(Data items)
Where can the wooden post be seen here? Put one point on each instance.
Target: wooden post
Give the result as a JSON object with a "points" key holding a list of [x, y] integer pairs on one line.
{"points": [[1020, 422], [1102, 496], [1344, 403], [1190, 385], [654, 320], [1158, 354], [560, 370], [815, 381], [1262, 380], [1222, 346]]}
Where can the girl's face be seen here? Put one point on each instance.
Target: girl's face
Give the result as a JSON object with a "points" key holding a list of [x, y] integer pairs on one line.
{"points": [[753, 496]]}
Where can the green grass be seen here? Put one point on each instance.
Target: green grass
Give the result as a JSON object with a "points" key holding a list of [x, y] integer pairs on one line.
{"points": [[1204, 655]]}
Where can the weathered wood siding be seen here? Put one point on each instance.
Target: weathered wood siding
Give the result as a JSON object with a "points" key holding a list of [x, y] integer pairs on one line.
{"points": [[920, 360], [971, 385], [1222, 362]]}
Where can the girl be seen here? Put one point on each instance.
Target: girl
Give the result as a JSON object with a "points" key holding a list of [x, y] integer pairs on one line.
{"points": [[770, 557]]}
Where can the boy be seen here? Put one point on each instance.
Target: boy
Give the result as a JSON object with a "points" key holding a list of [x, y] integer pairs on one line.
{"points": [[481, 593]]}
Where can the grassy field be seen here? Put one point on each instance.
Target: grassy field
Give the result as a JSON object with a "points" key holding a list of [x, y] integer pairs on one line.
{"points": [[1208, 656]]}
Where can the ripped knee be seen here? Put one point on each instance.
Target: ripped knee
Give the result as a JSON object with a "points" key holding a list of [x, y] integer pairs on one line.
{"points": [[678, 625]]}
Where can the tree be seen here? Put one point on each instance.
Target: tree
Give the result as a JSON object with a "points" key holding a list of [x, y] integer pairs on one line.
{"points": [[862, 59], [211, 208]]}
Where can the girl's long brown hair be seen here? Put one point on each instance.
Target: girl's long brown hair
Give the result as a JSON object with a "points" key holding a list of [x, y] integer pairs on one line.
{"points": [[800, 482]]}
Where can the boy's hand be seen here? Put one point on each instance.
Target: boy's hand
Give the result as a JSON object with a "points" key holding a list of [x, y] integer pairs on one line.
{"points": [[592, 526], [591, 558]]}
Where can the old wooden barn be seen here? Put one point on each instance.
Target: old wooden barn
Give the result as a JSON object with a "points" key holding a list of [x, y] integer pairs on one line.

Exercise instructions ▸ Please go through the data above and copy each line containing the word "instance".

Task output ▸
Where can the wooden post be seen here? Put one point on each instance.
Where can the girl's face be seen here? Put one point on each instance.
Where can the green grass be seen here? Put one point on each instance.
Where can the weathered wood siding be seen here? Put one point on each instance.
Where can the girl be seen here? Put one point on each instance.
Where can the boy be seen here? Put one point on each instance.
Where can the grassy field be seen here? Put one point on each instance.
Where can the ripped knee be seen here? Put one point on each instance.
Where can the tree be seen here? Put one point on each instance.
Where can the girl's long brown hair be seen here? Put one point on each instance.
Where can the boy's hand be seen here? Put one point on each instance.
Where can the old wooden barn be seen here? Put one point on each instance.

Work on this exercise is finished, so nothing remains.